Copy verbatim the span of lines beginning at the line that contains "tall grass in this photo, one per instance." and ending with the final line of the data. Exclude pictures from the copy.
%%
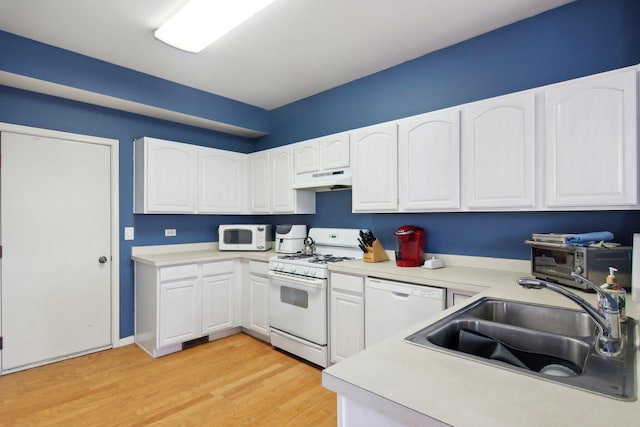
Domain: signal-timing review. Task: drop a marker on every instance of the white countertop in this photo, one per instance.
(163, 255)
(408, 382)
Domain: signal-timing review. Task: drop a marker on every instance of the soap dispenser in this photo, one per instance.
(612, 288)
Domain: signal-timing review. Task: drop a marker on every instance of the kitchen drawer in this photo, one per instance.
(258, 268)
(212, 268)
(347, 283)
(178, 272)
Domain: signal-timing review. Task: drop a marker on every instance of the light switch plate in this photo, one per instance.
(129, 233)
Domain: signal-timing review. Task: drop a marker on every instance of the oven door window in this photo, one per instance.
(293, 296)
(238, 236)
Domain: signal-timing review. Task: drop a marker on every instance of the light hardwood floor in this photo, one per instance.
(235, 381)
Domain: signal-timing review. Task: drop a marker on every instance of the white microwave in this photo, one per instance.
(244, 237)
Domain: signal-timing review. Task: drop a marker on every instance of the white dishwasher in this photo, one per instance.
(393, 306)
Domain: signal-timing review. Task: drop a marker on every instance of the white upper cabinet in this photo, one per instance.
(374, 154)
(499, 152)
(334, 151)
(165, 178)
(591, 141)
(282, 196)
(429, 161)
(307, 156)
(270, 181)
(326, 153)
(222, 181)
(259, 183)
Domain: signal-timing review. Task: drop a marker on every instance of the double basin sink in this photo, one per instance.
(551, 343)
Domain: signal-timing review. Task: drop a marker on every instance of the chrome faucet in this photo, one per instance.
(607, 318)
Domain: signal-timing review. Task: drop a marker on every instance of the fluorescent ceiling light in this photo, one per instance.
(201, 22)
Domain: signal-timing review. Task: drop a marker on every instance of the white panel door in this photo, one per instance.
(429, 161)
(56, 225)
(375, 168)
(499, 153)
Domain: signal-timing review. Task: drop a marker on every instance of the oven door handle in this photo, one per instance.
(309, 282)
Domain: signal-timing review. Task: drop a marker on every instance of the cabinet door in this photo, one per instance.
(307, 156)
(590, 141)
(282, 196)
(499, 153)
(218, 300)
(334, 151)
(179, 311)
(258, 302)
(347, 325)
(429, 161)
(171, 178)
(259, 183)
(221, 181)
(374, 154)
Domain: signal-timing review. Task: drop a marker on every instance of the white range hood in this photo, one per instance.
(338, 179)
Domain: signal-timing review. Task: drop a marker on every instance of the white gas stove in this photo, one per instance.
(298, 316)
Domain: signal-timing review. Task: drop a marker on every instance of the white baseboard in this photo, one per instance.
(124, 341)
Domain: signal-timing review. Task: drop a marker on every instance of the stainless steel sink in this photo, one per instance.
(550, 343)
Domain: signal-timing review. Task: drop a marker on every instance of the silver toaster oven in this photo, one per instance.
(554, 263)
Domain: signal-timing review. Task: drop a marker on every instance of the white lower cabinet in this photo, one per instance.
(178, 312)
(179, 303)
(346, 318)
(218, 296)
(255, 301)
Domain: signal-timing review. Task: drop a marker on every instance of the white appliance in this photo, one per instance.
(244, 237)
(290, 238)
(298, 298)
(393, 306)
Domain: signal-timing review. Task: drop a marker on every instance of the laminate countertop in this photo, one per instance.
(412, 384)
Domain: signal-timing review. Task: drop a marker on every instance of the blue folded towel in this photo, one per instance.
(585, 239)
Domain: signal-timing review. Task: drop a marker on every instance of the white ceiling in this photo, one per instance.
(289, 51)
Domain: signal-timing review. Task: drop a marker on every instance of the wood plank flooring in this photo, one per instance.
(235, 381)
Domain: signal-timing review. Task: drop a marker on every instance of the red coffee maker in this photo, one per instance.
(409, 246)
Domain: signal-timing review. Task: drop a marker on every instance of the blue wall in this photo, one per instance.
(581, 38)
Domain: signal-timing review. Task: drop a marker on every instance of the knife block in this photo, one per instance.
(376, 253)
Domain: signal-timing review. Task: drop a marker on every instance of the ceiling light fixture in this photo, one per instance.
(201, 22)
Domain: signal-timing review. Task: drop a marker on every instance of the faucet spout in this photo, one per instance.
(607, 319)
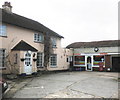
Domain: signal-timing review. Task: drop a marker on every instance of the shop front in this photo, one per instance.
(91, 62)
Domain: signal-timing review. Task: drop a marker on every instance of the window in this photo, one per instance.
(53, 40)
(3, 30)
(38, 37)
(15, 58)
(2, 58)
(53, 60)
(97, 60)
(39, 59)
(79, 60)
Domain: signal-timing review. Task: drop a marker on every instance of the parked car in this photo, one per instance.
(3, 85)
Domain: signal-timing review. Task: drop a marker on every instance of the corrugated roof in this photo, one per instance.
(107, 43)
(17, 20)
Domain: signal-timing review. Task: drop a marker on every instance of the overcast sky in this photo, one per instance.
(75, 20)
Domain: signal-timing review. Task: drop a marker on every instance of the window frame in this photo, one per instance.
(54, 42)
(3, 30)
(53, 63)
(40, 64)
(2, 57)
(38, 37)
(80, 62)
(96, 62)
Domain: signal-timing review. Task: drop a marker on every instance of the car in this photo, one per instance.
(3, 85)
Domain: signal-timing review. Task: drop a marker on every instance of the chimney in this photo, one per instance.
(7, 7)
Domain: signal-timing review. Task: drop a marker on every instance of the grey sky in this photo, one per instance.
(76, 20)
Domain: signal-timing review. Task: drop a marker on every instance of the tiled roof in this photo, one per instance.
(17, 20)
(23, 46)
(108, 43)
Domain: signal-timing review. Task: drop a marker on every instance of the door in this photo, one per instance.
(116, 64)
(28, 63)
(89, 63)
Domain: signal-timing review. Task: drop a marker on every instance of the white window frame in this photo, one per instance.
(40, 60)
(2, 58)
(53, 60)
(3, 30)
(38, 37)
(54, 42)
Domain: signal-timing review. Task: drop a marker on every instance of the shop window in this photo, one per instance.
(16, 58)
(39, 59)
(97, 60)
(54, 42)
(80, 60)
(53, 60)
(38, 37)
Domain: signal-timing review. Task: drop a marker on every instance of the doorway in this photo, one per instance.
(28, 63)
(89, 63)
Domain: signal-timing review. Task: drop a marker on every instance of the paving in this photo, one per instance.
(67, 85)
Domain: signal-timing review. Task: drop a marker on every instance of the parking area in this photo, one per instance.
(69, 85)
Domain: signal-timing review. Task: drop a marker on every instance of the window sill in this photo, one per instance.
(3, 36)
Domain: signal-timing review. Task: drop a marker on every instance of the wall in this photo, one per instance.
(101, 50)
(16, 34)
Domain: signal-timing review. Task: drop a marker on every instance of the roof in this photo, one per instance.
(23, 46)
(108, 43)
(17, 20)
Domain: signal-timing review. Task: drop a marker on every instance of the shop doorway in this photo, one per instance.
(28, 63)
(116, 64)
(89, 63)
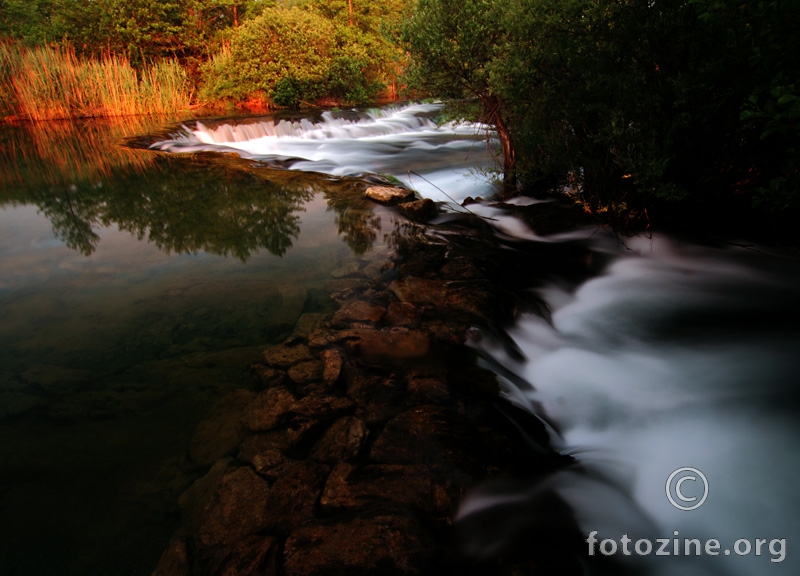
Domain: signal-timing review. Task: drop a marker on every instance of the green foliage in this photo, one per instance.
(44, 83)
(297, 57)
(630, 103)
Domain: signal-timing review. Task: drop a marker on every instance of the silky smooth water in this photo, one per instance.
(137, 285)
(135, 290)
(677, 355)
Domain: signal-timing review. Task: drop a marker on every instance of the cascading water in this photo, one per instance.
(401, 142)
(677, 356)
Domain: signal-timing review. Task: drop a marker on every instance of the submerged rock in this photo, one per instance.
(341, 442)
(218, 433)
(388, 194)
(391, 545)
(285, 356)
(358, 311)
(419, 210)
(268, 410)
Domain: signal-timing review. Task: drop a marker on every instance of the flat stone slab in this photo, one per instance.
(388, 194)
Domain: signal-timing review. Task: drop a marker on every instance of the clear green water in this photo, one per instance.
(135, 289)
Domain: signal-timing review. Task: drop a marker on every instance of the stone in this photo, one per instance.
(419, 210)
(350, 269)
(48, 376)
(293, 300)
(399, 344)
(476, 300)
(388, 194)
(447, 331)
(358, 311)
(174, 561)
(392, 545)
(253, 556)
(321, 337)
(320, 407)
(342, 441)
(284, 356)
(428, 435)
(293, 497)
(374, 269)
(331, 366)
(268, 376)
(17, 403)
(269, 463)
(268, 410)
(292, 440)
(419, 290)
(196, 497)
(404, 314)
(308, 322)
(343, 284)
(461, 268)
(378, 397)
(239, 508)
(389, 486)
(217, 435)
(306, 372)
(429, 390)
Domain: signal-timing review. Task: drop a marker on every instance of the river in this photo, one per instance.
(137, 285)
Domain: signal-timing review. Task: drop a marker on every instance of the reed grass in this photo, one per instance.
(47, 83)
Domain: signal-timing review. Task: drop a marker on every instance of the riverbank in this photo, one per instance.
(372, 423)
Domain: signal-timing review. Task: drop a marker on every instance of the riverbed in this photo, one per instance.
(138, 285)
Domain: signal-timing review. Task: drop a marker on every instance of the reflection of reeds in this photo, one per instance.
(64, 153)
(46, 83)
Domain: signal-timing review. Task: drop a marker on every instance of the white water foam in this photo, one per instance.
(676, 356)
(401, 142)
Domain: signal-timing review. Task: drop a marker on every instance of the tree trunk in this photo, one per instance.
(495, 116)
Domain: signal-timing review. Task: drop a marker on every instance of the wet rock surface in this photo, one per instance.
(371, 424)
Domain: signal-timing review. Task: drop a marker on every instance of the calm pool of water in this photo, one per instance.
(135, 289)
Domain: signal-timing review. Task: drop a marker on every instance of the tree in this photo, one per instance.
(453, 43)
(631, 103)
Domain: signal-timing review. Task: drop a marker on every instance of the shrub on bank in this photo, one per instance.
(46, 83)
(297, 57)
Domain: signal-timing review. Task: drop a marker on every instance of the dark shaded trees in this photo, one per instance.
(630, 104)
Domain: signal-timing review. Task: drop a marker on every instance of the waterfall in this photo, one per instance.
(676, 356)
(451, 159)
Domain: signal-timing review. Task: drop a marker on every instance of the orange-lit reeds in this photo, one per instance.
(45, 83)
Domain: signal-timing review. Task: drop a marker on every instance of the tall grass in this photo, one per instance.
(46, 83)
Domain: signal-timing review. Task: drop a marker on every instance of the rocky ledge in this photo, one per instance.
(368, 426)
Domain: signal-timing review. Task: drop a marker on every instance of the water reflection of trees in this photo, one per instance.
(217, 204)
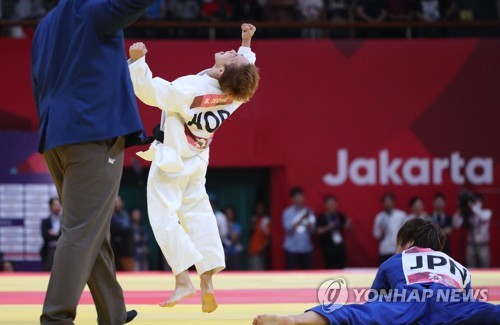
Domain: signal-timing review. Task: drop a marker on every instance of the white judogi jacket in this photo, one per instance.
(194, 107)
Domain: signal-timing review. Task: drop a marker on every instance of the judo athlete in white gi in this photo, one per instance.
(194, 107)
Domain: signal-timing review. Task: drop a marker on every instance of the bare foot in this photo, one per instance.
(208, 302)
(273, 320)
(183, 289)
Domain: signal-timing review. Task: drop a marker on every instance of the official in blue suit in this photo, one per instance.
(88, 114)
%%
- [RESPONSE BOX]:
Domain: signal-timing review. Task: drop a marker on every instance of the tall grass in this photo, one per instance.
(46, 83)
Domain: signal-timing review. Task: drop a marker on every instance of the rocky ledge in this photo, one per instance.
(368, 426)
Domain: signal-timing review. Task: drop a marker on every instance of the water reflection of trees in this photo, one per instance.
(217, 204)
Domain: signal-timing review. Task: drop a marker on every instance of the white judogi jacket in this photo, one per instance.
(194, 107)
Domain: signal-timing review. Task: drop a marker on every instance of the judo athlete in white gi in this photo, one per instance.
(194, 107)
Domain: signal-timing review. Task: drop a marker on every instance of the bare foot in this photo, one per instance.
(208, 302)
(273, 320)
(183, 289)
Domain: signal-timing review. Task: drop a marker on every instance of the official in blue suit in this photo, one per instance.
(88, 114)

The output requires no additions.